#### [WRITTEN TASK]
Tally the lines of the records below that contain the string "rope", treating uppercase and lowercase as different. Give only the number.

Source records
□ □ □ □ □
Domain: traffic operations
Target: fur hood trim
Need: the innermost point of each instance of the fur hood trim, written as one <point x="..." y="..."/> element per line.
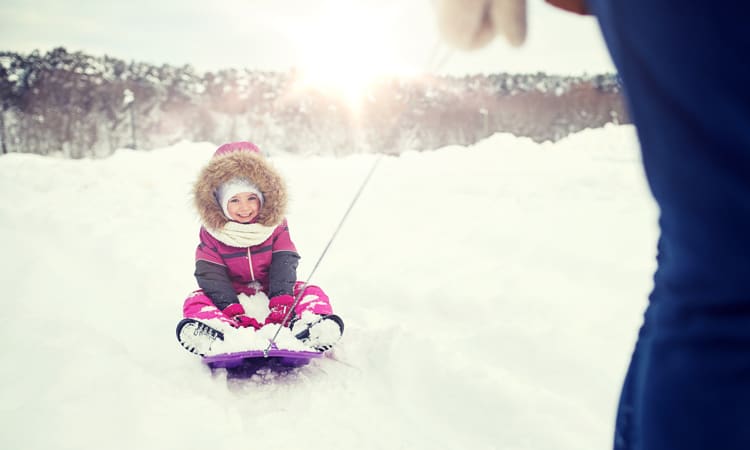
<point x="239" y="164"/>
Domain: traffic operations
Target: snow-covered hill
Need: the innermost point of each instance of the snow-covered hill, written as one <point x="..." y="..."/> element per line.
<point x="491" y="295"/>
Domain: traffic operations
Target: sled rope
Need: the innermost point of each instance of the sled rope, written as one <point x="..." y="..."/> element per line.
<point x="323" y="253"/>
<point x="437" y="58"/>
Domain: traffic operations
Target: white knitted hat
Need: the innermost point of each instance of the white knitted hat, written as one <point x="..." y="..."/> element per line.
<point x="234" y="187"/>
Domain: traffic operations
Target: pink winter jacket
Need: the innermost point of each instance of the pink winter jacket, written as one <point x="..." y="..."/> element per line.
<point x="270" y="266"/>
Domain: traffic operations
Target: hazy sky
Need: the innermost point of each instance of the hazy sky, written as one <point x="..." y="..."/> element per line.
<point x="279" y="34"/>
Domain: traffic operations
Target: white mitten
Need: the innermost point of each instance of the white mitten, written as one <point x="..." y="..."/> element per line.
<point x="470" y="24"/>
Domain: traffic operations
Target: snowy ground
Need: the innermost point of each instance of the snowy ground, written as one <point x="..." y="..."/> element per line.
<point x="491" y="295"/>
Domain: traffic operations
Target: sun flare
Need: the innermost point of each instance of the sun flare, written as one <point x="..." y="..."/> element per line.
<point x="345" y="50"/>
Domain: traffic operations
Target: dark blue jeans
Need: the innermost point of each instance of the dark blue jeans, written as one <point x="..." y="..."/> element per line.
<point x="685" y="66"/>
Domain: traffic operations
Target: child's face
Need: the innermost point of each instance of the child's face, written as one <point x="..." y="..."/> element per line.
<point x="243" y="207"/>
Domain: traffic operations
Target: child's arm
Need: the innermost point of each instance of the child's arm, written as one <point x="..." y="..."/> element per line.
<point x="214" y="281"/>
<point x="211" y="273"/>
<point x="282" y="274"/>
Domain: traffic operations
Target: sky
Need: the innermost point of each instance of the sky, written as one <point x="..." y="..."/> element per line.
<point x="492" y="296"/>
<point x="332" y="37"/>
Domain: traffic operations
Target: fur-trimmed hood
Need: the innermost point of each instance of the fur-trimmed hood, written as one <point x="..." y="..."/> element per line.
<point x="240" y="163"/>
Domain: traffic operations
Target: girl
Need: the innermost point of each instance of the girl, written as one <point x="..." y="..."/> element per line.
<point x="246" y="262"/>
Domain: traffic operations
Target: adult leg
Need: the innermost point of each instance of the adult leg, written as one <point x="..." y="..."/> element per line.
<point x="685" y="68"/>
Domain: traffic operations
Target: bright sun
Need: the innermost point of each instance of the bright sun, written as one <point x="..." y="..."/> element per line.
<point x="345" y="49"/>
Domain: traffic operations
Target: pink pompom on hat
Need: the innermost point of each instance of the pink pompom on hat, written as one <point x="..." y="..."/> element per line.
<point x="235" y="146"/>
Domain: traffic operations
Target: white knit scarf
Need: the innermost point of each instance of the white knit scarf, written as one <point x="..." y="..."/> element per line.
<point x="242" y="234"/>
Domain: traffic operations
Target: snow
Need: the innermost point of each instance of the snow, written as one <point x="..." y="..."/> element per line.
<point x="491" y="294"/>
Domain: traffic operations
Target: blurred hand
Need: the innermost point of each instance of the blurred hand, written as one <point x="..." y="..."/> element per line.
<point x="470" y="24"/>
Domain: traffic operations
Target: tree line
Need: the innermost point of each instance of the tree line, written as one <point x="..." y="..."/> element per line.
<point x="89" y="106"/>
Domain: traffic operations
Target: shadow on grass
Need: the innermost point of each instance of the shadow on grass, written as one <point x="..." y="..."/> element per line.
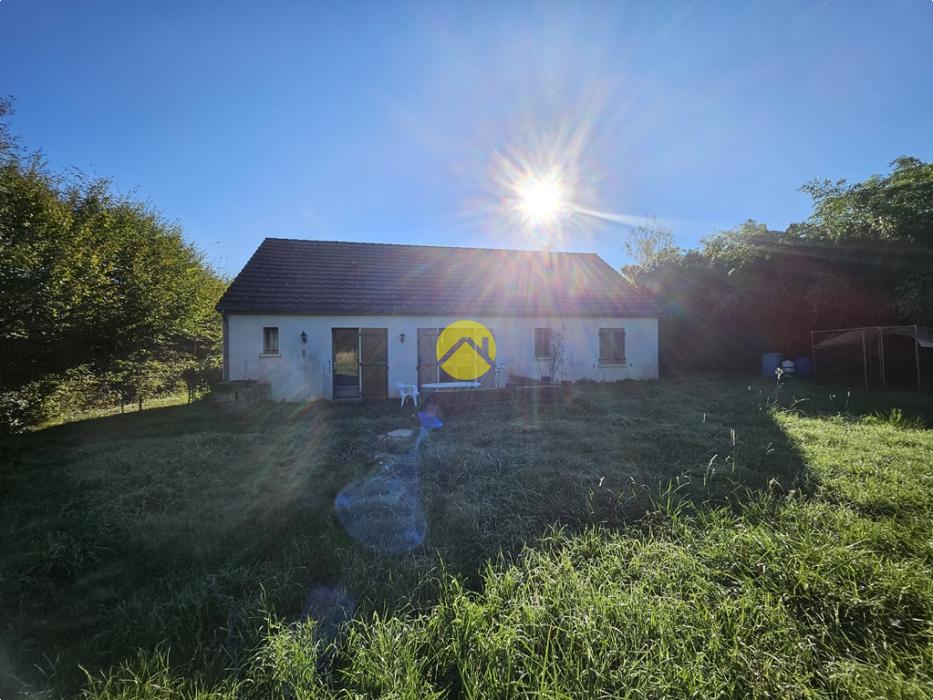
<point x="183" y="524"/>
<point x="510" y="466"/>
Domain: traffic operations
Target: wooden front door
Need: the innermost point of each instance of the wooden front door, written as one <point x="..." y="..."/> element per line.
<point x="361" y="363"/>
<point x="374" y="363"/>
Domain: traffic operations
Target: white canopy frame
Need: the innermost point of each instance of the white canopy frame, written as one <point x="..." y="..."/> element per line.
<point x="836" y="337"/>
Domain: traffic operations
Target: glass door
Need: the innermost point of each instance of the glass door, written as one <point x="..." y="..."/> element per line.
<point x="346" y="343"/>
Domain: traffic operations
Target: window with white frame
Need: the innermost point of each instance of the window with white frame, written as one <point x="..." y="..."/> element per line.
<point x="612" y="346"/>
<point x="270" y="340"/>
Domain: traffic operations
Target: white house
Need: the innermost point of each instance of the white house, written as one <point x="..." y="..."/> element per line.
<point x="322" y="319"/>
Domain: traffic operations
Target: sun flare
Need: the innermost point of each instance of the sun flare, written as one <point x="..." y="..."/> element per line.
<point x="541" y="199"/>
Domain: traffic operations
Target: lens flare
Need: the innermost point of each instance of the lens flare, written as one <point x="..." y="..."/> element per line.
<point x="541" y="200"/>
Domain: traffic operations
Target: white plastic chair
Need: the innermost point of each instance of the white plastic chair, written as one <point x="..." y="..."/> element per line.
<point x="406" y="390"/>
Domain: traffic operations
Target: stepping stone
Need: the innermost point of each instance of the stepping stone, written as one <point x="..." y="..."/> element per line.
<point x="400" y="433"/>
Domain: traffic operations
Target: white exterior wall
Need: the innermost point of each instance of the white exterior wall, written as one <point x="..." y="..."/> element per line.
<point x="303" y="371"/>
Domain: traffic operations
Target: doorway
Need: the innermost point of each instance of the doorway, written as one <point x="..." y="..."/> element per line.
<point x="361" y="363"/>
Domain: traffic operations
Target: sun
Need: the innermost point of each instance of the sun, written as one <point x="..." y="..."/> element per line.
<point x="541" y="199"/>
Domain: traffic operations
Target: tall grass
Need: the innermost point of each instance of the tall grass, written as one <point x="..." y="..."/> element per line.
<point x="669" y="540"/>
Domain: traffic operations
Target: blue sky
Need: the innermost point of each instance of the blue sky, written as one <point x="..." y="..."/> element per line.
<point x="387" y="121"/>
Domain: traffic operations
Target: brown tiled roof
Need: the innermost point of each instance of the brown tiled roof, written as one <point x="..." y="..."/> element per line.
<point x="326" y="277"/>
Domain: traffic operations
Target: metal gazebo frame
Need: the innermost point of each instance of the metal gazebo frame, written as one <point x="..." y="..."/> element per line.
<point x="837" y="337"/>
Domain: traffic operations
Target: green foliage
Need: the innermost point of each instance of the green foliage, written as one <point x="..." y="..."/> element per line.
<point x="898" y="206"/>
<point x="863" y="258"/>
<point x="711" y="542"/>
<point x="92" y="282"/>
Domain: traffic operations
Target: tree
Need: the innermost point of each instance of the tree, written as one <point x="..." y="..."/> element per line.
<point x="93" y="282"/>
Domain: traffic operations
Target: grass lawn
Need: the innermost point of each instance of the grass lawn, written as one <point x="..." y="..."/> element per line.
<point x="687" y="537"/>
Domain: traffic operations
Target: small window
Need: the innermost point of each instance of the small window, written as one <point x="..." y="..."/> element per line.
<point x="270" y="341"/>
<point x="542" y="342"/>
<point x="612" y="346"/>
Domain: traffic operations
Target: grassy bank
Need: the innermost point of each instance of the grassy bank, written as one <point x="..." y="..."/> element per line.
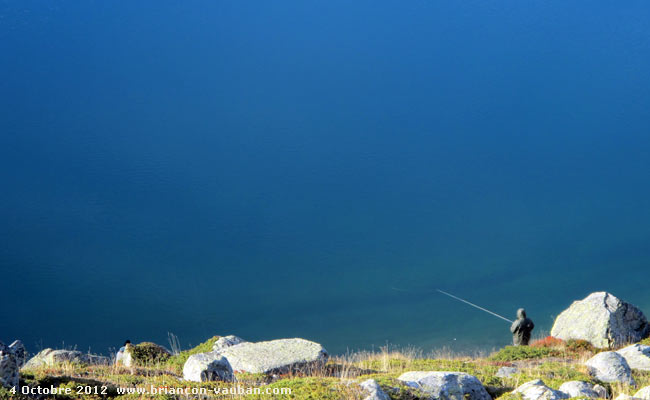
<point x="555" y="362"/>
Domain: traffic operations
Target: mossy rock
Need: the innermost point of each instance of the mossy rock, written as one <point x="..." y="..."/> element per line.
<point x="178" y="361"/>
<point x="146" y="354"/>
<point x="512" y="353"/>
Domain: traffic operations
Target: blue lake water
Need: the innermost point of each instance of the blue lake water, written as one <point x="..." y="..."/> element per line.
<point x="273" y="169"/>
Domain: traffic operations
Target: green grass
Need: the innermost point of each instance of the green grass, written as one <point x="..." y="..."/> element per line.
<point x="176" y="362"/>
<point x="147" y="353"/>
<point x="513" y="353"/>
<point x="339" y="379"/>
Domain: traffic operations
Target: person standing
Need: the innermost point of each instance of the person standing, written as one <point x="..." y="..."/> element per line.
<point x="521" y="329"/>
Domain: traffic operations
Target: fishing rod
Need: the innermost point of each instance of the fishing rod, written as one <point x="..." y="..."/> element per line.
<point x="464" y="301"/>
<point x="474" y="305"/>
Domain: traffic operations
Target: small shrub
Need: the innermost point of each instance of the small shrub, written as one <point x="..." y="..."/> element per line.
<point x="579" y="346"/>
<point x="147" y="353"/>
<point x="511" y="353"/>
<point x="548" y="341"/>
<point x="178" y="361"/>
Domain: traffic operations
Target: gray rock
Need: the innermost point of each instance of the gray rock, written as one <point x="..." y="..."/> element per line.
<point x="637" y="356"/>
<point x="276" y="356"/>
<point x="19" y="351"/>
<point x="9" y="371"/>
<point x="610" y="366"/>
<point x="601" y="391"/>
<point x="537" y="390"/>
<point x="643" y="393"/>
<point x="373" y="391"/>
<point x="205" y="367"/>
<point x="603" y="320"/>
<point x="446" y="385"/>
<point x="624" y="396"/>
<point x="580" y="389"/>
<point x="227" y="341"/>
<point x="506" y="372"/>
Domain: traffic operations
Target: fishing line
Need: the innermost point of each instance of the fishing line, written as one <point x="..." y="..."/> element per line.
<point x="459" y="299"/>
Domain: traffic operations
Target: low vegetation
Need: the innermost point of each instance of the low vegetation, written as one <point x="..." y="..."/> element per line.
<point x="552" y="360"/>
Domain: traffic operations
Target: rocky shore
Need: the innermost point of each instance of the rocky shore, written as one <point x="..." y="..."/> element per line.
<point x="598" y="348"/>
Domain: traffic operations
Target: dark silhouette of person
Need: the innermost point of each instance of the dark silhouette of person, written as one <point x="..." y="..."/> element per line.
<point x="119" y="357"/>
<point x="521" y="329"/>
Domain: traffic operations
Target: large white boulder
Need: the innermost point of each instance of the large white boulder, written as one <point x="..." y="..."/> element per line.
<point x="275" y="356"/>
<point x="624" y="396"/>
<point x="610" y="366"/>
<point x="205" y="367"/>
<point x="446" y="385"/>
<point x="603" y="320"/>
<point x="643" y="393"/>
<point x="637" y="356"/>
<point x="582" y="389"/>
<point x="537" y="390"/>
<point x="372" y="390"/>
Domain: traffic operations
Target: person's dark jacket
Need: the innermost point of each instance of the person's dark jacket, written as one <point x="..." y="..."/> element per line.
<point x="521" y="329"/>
□ □ □ □ □
#### [FINAL RESULT]
2